### Given problem
Rewrite the records below, changing each occurrence of "thistle" to "clover" and leaving everything else unchanged.

══ Data entries ══

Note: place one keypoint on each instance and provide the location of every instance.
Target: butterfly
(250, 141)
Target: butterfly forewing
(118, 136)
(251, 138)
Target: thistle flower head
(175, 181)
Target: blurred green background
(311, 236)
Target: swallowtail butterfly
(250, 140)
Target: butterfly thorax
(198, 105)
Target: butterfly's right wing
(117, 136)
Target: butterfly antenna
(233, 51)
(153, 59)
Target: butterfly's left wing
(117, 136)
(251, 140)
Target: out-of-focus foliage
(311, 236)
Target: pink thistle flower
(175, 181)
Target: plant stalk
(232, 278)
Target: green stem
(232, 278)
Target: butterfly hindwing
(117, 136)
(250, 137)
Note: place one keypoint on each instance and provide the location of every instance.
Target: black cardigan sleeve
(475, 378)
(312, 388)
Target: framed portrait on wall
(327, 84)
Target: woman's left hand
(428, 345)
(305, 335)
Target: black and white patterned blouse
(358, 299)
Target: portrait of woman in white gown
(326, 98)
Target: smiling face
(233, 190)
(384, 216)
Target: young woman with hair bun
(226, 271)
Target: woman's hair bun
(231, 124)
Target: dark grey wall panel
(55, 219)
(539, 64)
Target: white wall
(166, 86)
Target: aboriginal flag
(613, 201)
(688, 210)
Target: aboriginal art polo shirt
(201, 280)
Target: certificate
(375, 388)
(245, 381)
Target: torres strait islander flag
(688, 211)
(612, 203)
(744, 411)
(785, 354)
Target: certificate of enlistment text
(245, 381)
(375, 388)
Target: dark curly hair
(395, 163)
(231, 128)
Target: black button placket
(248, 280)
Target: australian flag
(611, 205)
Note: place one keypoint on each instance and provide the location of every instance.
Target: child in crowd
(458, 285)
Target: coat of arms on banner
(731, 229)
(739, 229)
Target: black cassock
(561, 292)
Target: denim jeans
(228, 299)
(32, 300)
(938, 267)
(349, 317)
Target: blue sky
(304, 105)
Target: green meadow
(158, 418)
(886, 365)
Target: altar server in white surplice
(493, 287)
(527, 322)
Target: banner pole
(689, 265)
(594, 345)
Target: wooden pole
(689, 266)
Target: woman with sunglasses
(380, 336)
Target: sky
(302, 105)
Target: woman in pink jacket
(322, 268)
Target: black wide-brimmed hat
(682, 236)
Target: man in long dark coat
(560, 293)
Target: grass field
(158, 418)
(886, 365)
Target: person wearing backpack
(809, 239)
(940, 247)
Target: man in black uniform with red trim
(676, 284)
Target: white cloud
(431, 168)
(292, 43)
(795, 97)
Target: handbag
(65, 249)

═══

### Solution to the exercise
Note: place one keypoint on each instance and provide the location of every instance.
Target: butterfly
(250, 141)
Target: butterfly forewing
(118, 136)
(251, 138)
Target: clover flower head
(175, 181)
Target: blurred green background
(311, 236)
Target: swallowtail butterfly
(250, 140)
Target: butterfly thorax
(198, 105)
Target: butterfly's right wing
(117, 136)
Target: butterfly antenna
(233, 51)
(153, 59)
Target: butterfly's left wing
(117, 136)
(251, 140)
Target: out-of-focus foliage
(311, 236)
Target: pink clover flower
(175, 181)
Target: plant stalk
(232, 278)
Target: green stem
(232, 278)
Target: butterfly hindwing
(117, 136)
(250, 137)
Note: place one keypoint on each instance and provide the location of every instance.
Target: black cardigan sleeve
(475, 378)
(312, 388)
Target: framed portrait on wall
(327, 84)
Target: woman's left hand
(428, 345)
(305, 335)
Target: black and white patterned blouse
(358, 299)
Target: portrait of woman in white gown
(326, 98)
Target: smiling face
(233, 190)
(384, 216)
Target: young woman with hair bun
(226, 271)
Target: woman's hair bun
(231, 124)
Target: dark grey wall panel
(55, 219)
(539, 64)
Target: white wall
(166, 86)
Target: aboriginal flag
(613, 201)
(688, 210)
Target: aboriginal art polo shirt
(201, 280)
Target: certificate
(375, 388)
(245, 381)
Target: torres strait islander flag
(688, 211)
(612, 203)
(744, 411)
(785, 354)
Target: certificate of enlistment text
(245, 381)
(375, 388)
Target: dark curly hair
(395, 163)
(231, 128)
Target: black button placket
(248, 280)
Target: australian flag
(611, 205)
Note: place one keypoint on each instance and provide the location of every instance.
Target: child in crowd
(458, 285)
Target: coat of arms on banner
(731, 229)
(739, 229)
Target: black cassock
(561, 292)
Target: denim jeans
(228, 299)
(32, 300)
(938, 267)
(349, 317)
Target: blue sky
(304, 105)
Target: green meadow
(158, 418)
(886, 365)
Target: altar server in white surplice
(493, 287)
(527, 322)
Target: banner pole
(689, 265)
(594, 345)
Target: wooden pole
(689, 266)
Target: woman with sunglasses
(380, 336)
Target: sky
(302, 105)
Target: woman in pink jacket
(322, 268)
Target: black wide-brimmed hat
(682, 236)
Target: man in long dark coat
(560, 293)
Target: grass field
(158, 418)
(886, 365)
Target: person wearing backpack
(809, 239)
(940, 247)
Target: man in black uniform with red trim
(676, 284)
Target: white cloud
(431, 168)
(292, 43)
(795, 97)
Target: handbag
(65, 249)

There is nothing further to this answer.